▶ Records for the exercise:
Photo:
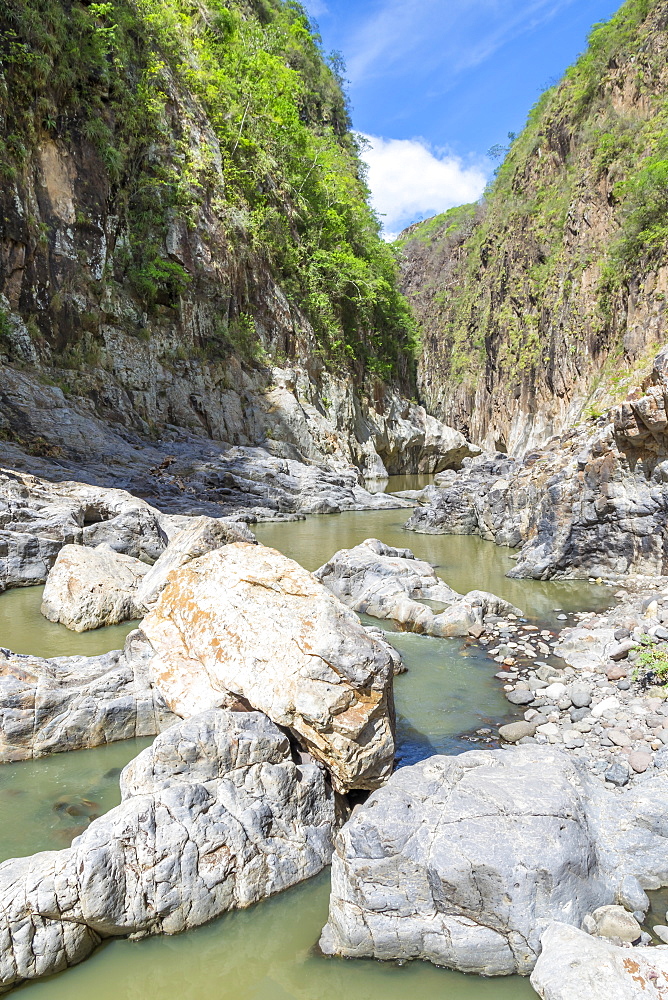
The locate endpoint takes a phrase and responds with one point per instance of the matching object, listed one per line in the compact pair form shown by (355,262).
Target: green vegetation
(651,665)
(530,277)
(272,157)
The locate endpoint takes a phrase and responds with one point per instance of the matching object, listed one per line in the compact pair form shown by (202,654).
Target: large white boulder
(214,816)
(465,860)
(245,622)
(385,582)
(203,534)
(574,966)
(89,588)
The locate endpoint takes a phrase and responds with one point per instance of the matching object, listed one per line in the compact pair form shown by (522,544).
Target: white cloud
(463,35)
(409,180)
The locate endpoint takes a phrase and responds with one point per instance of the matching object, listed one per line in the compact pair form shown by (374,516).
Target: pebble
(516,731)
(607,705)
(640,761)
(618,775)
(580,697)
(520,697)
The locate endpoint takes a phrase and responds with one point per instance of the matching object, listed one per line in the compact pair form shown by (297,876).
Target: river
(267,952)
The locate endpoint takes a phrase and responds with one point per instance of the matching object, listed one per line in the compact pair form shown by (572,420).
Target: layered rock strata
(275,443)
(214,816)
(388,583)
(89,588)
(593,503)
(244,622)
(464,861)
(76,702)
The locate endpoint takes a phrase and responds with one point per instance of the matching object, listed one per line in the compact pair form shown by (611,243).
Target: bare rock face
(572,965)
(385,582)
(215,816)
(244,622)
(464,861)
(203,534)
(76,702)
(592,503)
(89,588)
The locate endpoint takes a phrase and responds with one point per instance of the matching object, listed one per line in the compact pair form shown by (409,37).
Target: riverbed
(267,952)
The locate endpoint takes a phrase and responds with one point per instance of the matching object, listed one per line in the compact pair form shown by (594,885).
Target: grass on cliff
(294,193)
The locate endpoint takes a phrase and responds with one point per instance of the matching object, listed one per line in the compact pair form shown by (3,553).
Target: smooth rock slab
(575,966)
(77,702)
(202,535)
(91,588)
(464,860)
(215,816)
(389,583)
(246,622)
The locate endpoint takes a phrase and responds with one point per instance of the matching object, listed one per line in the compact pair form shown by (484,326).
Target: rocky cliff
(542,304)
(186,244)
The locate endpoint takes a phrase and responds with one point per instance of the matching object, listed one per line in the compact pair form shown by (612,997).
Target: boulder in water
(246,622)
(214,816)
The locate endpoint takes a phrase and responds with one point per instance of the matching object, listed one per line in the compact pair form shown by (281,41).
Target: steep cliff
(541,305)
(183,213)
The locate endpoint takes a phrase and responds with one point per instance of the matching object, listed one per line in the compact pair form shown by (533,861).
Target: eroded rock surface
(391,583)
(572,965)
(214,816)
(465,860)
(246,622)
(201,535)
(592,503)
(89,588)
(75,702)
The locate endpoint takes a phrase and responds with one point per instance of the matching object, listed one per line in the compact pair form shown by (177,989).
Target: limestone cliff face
--
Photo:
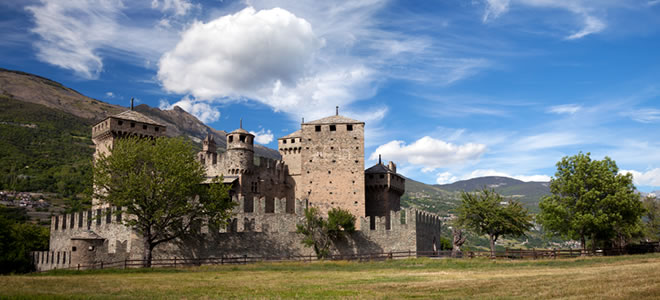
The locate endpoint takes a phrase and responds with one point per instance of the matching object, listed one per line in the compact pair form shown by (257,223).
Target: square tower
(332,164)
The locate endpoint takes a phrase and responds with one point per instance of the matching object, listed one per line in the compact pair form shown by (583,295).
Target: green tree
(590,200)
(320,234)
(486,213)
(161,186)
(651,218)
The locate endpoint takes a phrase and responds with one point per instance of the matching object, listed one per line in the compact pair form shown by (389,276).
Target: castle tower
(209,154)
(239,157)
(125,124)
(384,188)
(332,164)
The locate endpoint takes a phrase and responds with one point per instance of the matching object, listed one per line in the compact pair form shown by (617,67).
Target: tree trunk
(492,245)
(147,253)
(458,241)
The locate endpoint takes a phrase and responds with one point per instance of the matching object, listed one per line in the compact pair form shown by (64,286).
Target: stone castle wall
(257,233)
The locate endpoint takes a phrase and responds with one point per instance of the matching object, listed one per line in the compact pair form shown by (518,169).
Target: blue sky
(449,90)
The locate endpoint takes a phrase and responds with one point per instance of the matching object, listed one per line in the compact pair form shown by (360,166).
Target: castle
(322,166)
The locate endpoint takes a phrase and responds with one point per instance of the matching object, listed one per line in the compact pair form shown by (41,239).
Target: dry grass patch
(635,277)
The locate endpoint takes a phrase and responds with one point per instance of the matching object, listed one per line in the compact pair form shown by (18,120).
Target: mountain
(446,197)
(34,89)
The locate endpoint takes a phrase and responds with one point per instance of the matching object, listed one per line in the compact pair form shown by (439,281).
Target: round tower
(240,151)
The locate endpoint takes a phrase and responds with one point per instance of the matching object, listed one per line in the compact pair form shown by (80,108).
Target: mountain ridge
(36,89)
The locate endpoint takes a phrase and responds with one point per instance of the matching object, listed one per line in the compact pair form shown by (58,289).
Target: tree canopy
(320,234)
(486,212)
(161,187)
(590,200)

▶ Task: Please return every line of the records above that contains the word "green", treating uppercase and lowercase as different.

▶ Task solution:
Target: green vegetation
Target: green tree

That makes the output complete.